Please reproduce the lines below exactly, starting at the line that contains "Indicate the neck" and ending with the final line.

○ ○ ○ ○ ○ ○ ○

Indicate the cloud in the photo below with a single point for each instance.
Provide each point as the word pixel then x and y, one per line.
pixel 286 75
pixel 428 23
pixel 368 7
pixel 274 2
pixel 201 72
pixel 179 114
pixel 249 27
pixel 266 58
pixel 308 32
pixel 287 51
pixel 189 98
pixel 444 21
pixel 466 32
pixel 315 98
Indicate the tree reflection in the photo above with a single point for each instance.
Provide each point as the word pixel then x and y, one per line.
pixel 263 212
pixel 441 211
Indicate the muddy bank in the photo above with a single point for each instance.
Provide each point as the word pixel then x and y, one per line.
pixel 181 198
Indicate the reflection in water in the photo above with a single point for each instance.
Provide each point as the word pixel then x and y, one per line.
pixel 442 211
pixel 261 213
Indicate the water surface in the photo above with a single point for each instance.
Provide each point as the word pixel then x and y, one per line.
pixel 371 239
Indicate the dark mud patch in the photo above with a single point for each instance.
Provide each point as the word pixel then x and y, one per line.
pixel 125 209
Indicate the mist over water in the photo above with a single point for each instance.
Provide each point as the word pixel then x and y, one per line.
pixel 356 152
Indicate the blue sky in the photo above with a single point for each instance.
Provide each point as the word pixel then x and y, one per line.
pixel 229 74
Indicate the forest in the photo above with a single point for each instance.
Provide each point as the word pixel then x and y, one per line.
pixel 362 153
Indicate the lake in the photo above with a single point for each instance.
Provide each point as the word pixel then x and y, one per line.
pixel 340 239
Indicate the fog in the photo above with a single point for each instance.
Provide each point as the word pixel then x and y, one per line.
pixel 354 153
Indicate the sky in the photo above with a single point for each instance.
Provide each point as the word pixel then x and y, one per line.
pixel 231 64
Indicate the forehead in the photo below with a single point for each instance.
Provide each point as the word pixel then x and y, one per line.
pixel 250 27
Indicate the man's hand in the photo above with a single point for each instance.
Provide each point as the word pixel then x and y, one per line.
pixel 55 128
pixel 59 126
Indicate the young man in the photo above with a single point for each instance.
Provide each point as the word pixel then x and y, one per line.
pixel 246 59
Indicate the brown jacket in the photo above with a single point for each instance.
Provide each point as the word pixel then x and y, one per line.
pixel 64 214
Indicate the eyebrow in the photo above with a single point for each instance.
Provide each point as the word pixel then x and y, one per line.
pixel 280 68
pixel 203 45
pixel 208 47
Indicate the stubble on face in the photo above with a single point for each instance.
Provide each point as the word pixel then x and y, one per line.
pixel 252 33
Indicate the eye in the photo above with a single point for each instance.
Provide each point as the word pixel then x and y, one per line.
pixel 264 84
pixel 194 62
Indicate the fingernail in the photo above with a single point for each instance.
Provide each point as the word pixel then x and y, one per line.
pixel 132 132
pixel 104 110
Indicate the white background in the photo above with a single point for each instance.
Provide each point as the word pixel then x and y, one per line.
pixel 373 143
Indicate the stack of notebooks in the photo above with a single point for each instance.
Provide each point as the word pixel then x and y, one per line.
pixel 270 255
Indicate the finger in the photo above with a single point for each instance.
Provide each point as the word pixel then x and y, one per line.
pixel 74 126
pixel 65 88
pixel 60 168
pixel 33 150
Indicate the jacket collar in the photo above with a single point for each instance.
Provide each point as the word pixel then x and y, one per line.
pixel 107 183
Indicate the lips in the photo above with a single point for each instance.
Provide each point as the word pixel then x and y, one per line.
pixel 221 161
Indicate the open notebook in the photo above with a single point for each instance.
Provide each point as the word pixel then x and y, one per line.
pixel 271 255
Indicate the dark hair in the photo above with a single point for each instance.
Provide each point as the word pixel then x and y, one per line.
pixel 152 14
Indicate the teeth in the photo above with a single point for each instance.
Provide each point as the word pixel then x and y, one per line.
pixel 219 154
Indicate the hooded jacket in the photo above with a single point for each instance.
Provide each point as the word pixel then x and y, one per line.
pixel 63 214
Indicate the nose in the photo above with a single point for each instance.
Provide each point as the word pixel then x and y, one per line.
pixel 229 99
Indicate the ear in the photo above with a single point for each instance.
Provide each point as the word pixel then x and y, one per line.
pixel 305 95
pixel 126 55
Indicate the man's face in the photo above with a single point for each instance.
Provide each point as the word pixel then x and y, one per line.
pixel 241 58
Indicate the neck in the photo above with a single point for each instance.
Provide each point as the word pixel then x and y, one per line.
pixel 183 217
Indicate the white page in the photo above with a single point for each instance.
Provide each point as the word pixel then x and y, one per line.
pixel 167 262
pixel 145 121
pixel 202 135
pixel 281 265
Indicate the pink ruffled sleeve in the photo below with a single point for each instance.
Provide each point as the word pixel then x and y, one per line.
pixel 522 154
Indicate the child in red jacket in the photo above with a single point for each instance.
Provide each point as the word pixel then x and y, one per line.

○ ○ ○ ○ ○ ○ ○

Response for this exercise>
Indicate the neck in the photo above with a single point for each instance.
Provide each point as the word pixel then x and y, one per line.
pixel 183 217
Indicate the white page in the photo above with a single point for each instance.
Provide each point as the word pixel then x and y, one per line.
pixel 167 262
pixel 145 121
pixel 202 135
pixel 281 265
Indicate the pink ruffled sleeve in the photo below with a single point for each instance.
Provide each point as the word pixel then x and y, one per line.
pixel 522 154
Indicate the child in red jacket in the photo above with a single point for each instance.
Provide each point as the word pixel then x and y, one per line.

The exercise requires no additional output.